* _Try it_
Please turn the records into a JSON list of strings, one string per line with blank lines left out, beginning at the line that contains "negative clicks: (190, 166)" and stopping after the last line of the records.

* _Input data_
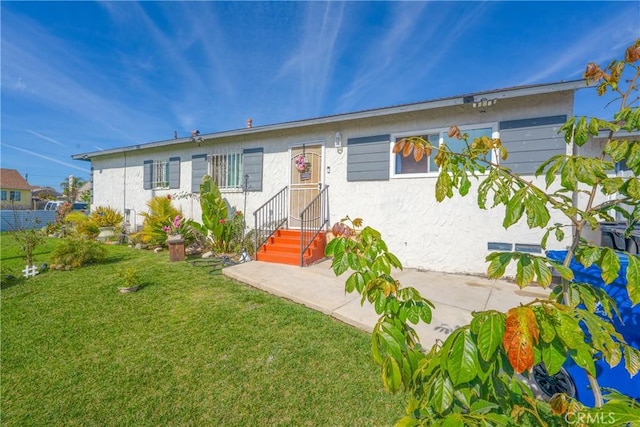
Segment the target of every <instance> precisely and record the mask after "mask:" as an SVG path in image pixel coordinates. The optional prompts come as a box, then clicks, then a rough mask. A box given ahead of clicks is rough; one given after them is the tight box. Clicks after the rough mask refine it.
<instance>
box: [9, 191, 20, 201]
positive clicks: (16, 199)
mask: <svg viewBox="0 0 640 427" xmlns="http://www.w3.org/2000/svg"><path fill="white" fill-rule="evenodd" d="M9 200H11V201H12V202H21V201H22V192H21V191H20V190H11V191H9Z"/></svg>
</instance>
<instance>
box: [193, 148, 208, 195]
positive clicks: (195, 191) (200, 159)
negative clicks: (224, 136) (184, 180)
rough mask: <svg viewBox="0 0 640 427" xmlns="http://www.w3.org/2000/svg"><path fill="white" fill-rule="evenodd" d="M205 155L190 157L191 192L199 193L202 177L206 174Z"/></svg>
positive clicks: (197, 154) (205, 162)
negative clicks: (190, 166)
mask: <svg viewBox="0 0 640 427" xmlns="http://www.w3.org/2000/svg"><path fill="white" fill-rule="evenodd" d="M208 169H209V168H208V164H207V155H206V154H194V155H193V156H191V192H192V193H199V192H200V183H201V182H202V177H203V176H205V175H206V174H207V172H208Z"/></svg>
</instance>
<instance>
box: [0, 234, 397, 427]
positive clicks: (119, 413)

* _Written solution_
[
  "negative clicks: (190, 166)",
  "mask: <svg viewBox=\"0 0 640 427\" xmlns=\"http://www.w3.org/2000/svg\"><path fill=\"white\" fill-rule=\"evenodd\" d=\"M208 169H209V168H208V164H207V155H206V154H194V155H193V156H191V192H192V193H199V192H200V183H201V182H202V177H203V176H205V175H206V174H207V172H208Z\"/></svg>",
  "</instance>",
  "<instance>",
  "box: [0, 234, 397, 427]",
  "positive clicks: (119, 413)"
]